Source extract =
Competency-Based Learning in Fraser Public Schools
Fraser Public Schools is changing the traditional view of school to a new personalized, engaging and customized learning environment for each student. Our transition to a competency-based learning (CBL) environment began many years ago through a combined effort of staff, parents and our Board of Education. Students are given both voice and choice in their learning, which results in increased student ownership of their learning.
In Fraser, CBL refers to systems of instruction, assessment, grading, and academic reporting that are based on students demonstrating that they have learned the knowledge and skills they are expected to learn as they progress through their education. Each competency is supported by learning objectives or ‘I can’ statements.
In a CBL model, students must show proficiency in the competencies. Teachers set clear, achievable goals and learning objectives, and students have a clear path on how to meet the competency as well as choice in showing their mastery. Teachers are facilitators of learning, and students work both collaboratively and independently to achieve their goals.
CBL Makes Sense
Increased engagement. Better relationships. Personalized learning. These things and much more is why competency-based learning makes sense in Fraser Public Schools.

Task requirements =
**A.** According to the passage on competency-based learning in Fraser Public Schools, what supports each competency?
**B.** Write a continuation of the passage on competency-based learning in Fraser Public Schools, starting after its final sentence.

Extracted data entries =
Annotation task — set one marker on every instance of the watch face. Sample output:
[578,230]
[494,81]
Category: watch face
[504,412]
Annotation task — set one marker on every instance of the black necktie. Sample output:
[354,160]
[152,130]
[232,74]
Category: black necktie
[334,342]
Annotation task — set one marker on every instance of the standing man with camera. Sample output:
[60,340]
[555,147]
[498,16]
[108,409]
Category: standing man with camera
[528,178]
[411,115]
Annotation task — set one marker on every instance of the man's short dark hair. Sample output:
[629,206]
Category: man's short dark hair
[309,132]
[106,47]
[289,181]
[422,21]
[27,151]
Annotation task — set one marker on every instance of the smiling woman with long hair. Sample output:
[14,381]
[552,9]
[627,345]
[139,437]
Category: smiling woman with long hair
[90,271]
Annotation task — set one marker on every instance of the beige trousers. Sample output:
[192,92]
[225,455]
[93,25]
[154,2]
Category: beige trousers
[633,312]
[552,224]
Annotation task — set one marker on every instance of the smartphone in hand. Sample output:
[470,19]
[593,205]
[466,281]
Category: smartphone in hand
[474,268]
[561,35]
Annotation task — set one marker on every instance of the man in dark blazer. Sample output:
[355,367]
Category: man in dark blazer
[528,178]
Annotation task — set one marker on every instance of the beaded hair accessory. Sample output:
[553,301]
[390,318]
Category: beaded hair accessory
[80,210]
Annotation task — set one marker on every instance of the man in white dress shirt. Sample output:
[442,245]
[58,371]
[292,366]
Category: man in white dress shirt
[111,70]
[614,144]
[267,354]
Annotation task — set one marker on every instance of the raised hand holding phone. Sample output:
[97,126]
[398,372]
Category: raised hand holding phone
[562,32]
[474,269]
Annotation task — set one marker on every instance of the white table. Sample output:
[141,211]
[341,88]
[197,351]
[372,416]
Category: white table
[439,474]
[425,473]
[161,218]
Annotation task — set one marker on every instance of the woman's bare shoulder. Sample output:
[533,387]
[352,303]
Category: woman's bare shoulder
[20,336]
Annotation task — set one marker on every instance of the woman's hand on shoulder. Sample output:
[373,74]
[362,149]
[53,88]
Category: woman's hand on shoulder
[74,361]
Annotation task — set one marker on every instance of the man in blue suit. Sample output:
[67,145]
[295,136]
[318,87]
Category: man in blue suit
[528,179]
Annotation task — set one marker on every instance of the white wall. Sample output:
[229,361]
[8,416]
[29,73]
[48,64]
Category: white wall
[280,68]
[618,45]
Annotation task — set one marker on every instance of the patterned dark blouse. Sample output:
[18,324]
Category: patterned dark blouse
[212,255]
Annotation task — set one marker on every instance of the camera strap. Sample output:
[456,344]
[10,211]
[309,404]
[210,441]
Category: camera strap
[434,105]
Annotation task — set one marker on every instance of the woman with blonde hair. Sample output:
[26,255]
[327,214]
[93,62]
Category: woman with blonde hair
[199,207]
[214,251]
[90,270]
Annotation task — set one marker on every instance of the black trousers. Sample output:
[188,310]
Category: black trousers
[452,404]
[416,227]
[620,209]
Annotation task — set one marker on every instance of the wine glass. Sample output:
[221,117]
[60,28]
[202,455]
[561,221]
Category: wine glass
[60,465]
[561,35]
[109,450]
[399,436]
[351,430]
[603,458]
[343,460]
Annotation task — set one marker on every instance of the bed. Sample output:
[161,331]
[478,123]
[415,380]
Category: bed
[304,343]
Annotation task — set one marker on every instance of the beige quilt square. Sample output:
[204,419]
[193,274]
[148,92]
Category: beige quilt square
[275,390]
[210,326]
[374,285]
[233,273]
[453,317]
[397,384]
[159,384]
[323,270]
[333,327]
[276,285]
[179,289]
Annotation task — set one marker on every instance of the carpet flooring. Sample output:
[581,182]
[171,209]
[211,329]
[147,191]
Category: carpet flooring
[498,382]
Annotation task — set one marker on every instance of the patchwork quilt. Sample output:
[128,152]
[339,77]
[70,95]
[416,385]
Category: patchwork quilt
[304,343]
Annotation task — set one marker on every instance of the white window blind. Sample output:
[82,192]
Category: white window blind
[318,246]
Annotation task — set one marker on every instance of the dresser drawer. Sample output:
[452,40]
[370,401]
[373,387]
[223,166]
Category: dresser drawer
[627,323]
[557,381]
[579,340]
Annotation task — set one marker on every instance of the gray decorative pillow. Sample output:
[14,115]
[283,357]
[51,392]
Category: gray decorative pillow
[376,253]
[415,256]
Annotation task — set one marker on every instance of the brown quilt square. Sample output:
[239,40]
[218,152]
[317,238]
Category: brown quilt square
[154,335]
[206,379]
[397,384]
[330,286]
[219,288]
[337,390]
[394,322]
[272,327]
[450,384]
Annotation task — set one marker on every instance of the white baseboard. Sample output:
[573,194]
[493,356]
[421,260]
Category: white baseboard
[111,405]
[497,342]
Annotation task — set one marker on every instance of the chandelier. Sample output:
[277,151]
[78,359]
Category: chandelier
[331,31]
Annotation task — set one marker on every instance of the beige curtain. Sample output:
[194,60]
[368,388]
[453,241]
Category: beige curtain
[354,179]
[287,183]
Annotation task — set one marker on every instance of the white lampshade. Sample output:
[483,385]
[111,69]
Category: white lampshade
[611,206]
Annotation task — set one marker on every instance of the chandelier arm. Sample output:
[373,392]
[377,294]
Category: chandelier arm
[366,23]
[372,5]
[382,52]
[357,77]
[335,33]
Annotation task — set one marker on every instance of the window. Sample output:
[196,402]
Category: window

Outputs by task =
**A.** Each competency is supported by learning objectives, or "I can" statements.

**B.**
“In the past, 80 percent did not inform parents or teachers of what the student did or did not know,” said Kim Keith, a district instructional consultant. “When assessing students now, teachers score individual learning objectives, making it easier to identify learning gaps and to focus each student’s learning experience on exactly what the student needs.”
Students are also aware of their learning strengths and weaknesses, and know when they master a competency and when they need more support.
“CBL is definitely more focused on learning than just taking a test, getting a grade, and moving on to the next topic,” said Senior Julia Wallace. “CBL allows students to reach their full potential.
“I love that CBL gives me the chance to go back and reassess and reevaluate things I don't quite understand yet. If I do well on a competency that I feel strongly about but not so well on another one, I have time to go back and work with my teacher on the things that I need more help on, and eventually go back and retest to show that I now comprehend the content.”
Ms. Keith is part of the team who helped build the CBL framework in our learning management systems, which is key to helping teachers, students and parents know where everyone is in their learning.
“In some cases, students are receiving enrichment opportunities, while in other cases students are receiving remediation,” she said. “Because students learn at different paces, in all cases what students receive is flexible and can change from day to day. As a result of students being met where needed, we are also finding students are far more engaged in their individualized learning activities.”
The opportunity for remediation is also available to students who do not master the competencies the first time.
“I really like how if I miss a day, and we take a test in that class, it give me time to make it up,” senior Julian Gantt said. “I think it does make more sense because it gives students the opportunity to actually learn the material if they were having trouble the first time around.”
Classmate Jackson Dettloff agrees that CBL helps him achieve a deeper level of learning.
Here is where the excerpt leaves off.